Theater preview: Spring performances explore psychological themes

“Seussical” – Jan. 24 to 26 “Seussical,” with its energetic music scores and loveable characters, is guaranteed to bring energy to the first weekend of the spring 2014 semester. Directed by professor of theatre Melanie Blood, the musical involves both students and a local children’s choir as the Who Chorus. “Seussical” is written by Lynn Ahrens and Stephen Flaherty, and follows Horton the elephant as he hears a Who, guards a nest and interacts with characters from over eight Dr. Seuss children’s books. Blood described it as “very high energy, very fun and very fast-paced.”


The Puppet Plays – January 26

This one-of-a-kind performance directed by professor of theater Crystal Ferrell is a compilation of four short plays using numerous intricate puppets and a heavy dose of creativity. “The Jabberwocky,” “The Scorpion and the Frog,” “The Myth of the Phoenix” and “A Sock Puppet Song” will be performed using sock puppets, bunraku puppets like those found in Japanese theater, shadow puppets and the “hand-and-rod” style made famous by The Muppets. This 30 to 45 minute production is “something that’s not normally seen on the Geneseo campus,” Ferrell said. A small cast of 17 students, three faculty members and one staff member will produce the plays.


“Wit” - Feb. 13 to 15

“Wit,” presented by Cothurnus and Veg S.O.U.P., is sure to entertain all who attend with its internal drama and thought-provoking plot. Directed by seniors Kate Mandracchia and Meg Sexton, “Wit” is funded, run and produced by students. It follows the life of an English professor who finds out she is dying of cancer. As Blood explained, it “follows her intellectual life and how she deals with limitations of her body.” It is the first of two Veg S.O.U.P. productions in the spring semester, but the time and title of the second production remain undecided.

========================================================================

▶ _TASK 1_: Duplicate the part of the theater preview from "This one-of-a-kind performance" to "produce the plays.".
▶ _TASK 2_: According to the theater preview, who directs "Wit"?

========================================================================

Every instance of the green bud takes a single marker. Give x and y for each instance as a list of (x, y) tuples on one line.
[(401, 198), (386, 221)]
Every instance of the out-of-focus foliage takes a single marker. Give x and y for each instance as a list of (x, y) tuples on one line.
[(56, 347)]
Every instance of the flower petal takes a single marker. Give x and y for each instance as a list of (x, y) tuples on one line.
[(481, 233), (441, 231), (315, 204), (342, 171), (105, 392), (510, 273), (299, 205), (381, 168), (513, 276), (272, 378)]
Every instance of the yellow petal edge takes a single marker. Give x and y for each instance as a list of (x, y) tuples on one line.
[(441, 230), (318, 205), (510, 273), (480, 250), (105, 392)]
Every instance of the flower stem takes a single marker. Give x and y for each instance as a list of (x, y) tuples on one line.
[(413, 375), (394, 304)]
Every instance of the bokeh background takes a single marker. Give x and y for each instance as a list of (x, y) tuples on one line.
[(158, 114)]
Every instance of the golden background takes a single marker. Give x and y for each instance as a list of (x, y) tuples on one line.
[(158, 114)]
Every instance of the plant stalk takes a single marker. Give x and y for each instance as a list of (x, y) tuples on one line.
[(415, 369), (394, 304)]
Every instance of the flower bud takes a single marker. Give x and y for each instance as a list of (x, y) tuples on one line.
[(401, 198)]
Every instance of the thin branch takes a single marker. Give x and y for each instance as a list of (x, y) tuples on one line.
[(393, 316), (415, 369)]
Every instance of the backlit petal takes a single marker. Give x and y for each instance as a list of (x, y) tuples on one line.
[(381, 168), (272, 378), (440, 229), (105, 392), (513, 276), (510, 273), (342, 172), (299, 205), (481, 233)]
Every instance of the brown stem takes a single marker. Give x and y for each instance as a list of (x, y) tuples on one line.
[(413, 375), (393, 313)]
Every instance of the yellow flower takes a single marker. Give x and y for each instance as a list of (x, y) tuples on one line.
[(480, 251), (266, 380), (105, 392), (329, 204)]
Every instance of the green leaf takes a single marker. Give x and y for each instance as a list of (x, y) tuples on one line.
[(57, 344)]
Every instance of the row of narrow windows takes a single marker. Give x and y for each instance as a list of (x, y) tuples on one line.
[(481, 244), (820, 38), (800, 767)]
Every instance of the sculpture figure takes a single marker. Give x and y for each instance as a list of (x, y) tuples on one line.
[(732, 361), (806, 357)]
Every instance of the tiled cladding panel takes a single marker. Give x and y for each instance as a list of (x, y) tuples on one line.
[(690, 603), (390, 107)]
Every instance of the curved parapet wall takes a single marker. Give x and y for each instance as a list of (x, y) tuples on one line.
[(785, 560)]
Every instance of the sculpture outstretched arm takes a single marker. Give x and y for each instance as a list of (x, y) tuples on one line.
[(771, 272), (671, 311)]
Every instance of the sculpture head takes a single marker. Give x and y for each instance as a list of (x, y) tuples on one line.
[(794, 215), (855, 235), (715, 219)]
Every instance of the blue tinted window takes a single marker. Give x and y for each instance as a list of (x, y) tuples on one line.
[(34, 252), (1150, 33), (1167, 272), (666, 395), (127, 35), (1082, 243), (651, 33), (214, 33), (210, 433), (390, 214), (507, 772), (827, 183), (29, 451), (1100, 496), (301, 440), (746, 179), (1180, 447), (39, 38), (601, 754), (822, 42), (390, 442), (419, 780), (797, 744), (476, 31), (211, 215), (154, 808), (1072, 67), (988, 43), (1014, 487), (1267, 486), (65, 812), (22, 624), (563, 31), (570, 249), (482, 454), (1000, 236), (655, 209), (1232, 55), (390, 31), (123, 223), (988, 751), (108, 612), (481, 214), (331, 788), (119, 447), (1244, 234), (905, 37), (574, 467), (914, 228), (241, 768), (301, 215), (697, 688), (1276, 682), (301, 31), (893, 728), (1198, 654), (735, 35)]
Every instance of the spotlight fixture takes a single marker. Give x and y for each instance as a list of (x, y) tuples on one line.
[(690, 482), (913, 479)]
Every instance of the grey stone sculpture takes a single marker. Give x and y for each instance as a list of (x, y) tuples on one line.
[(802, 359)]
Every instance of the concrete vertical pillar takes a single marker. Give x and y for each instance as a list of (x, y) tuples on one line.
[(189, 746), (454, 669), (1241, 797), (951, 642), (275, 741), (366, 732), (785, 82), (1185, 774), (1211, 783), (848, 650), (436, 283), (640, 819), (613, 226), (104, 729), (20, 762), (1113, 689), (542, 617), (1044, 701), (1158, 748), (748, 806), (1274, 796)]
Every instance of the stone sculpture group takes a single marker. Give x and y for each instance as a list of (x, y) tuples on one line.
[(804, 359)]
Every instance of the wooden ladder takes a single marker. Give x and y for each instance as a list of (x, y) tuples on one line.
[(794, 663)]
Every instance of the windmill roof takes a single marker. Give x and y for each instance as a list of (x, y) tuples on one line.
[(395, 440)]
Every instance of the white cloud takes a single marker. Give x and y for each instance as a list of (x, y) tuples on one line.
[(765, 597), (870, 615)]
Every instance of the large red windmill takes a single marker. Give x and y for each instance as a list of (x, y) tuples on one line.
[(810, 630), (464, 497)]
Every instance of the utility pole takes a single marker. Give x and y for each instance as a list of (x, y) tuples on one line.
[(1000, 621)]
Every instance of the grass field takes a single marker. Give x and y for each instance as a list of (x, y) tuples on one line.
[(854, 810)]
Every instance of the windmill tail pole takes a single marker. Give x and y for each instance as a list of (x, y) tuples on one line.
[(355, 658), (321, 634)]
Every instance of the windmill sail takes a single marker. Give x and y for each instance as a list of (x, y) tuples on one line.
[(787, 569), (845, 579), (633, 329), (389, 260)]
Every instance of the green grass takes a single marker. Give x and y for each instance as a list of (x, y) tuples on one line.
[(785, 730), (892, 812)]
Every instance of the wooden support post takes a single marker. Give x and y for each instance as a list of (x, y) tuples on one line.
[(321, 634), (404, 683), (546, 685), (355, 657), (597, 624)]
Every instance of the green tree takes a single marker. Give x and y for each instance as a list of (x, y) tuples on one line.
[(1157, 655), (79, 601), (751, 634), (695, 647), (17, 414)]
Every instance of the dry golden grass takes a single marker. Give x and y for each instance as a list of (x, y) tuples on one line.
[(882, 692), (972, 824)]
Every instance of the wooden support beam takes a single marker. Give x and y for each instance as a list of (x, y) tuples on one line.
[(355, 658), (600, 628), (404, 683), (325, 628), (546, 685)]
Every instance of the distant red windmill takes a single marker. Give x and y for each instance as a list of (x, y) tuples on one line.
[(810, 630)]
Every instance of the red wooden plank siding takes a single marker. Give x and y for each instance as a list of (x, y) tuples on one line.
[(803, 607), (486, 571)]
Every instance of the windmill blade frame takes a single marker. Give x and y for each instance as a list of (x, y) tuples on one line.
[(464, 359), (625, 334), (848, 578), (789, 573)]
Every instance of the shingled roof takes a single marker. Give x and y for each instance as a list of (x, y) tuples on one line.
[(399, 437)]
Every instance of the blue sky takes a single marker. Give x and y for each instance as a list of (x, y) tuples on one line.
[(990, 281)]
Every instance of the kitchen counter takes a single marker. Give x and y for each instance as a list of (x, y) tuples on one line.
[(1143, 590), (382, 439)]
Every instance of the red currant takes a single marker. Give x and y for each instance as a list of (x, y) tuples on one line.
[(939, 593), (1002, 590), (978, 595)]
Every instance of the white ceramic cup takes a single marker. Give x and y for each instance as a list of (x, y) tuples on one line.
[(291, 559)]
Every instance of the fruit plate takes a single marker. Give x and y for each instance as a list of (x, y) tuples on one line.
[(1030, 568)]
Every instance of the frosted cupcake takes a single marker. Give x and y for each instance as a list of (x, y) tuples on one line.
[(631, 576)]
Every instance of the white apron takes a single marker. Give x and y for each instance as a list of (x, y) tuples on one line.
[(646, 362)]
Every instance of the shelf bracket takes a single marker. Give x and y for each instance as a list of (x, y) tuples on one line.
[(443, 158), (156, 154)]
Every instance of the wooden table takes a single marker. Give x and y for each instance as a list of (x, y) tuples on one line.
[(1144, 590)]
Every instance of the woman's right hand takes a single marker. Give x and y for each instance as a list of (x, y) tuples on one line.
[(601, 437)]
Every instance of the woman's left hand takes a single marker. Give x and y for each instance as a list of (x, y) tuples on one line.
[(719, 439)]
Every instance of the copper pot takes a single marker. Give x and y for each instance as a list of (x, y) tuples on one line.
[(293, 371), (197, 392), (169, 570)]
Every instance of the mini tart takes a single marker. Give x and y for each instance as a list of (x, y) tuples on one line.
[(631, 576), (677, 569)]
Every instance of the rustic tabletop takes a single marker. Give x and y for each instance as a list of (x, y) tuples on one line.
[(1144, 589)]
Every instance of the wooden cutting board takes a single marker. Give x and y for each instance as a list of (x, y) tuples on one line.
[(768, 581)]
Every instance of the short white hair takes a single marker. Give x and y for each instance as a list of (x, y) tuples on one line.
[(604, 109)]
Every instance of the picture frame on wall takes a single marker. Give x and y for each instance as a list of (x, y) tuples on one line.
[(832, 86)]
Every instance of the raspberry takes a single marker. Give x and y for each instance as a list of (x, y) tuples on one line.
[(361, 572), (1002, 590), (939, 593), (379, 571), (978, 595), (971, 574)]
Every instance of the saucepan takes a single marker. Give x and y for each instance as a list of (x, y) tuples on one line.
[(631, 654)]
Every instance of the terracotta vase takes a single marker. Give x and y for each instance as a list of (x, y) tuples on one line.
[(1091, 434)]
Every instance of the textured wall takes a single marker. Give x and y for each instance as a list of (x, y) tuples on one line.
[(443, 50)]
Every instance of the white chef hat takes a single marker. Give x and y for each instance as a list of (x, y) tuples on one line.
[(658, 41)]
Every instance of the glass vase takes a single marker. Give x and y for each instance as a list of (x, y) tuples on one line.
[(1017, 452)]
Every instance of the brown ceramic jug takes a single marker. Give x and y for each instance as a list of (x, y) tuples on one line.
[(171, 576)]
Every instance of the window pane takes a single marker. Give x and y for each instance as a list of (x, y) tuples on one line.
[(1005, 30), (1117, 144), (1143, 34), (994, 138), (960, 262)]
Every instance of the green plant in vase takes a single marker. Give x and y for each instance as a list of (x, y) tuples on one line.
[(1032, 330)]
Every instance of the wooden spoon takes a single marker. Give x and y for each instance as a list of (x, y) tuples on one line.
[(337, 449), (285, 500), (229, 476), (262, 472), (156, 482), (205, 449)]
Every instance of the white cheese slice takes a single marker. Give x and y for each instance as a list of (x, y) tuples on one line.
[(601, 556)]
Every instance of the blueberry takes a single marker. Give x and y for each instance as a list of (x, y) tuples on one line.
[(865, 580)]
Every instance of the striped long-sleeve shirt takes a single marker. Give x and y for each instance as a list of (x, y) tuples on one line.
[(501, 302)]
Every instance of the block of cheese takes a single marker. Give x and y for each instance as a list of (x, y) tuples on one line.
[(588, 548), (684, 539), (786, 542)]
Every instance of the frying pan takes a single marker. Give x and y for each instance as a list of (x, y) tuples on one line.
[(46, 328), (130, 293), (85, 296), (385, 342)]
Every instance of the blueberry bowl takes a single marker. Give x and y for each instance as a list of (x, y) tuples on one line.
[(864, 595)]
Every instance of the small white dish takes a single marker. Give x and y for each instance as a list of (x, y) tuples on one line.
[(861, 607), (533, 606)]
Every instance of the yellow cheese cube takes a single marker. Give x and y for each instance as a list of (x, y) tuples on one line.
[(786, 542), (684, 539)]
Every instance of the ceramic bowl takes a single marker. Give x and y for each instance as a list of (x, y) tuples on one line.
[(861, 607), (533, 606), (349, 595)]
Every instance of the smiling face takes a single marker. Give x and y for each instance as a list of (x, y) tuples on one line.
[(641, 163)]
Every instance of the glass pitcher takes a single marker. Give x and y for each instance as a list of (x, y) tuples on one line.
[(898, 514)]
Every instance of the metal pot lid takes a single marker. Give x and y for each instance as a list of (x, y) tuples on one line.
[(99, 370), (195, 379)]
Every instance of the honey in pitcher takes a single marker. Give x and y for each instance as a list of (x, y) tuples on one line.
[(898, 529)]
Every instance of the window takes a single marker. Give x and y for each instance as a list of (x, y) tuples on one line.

========================================================================

▶ _WORKED SOLUTION 1_:
This one-of-a-kind performance directed by professor of theater Crystal Ferrell is a compilation of four short plays using numerous intricate puppets and a heavy dose of creativity. “The Jabberwocky,” “The Scorpion and the Frog,” “The Myth of the Phoenix” and “A Sock Puppet Song” will be performed using sock puppets, bunraku puppets like those found in Japanese theater, shadow puppets and the “hand-and-rod” style made famous by The Muppets. This 30 to 45 minute production is “something that’s not normally seen on the Geneseo campus,” Ferrell said. A small cast of 17 students, three faculty members and one staff member will produce the plays.

▶ _WORKED SOLUTION 2_: Seniors Kate Mandracchia and Meg Sexton.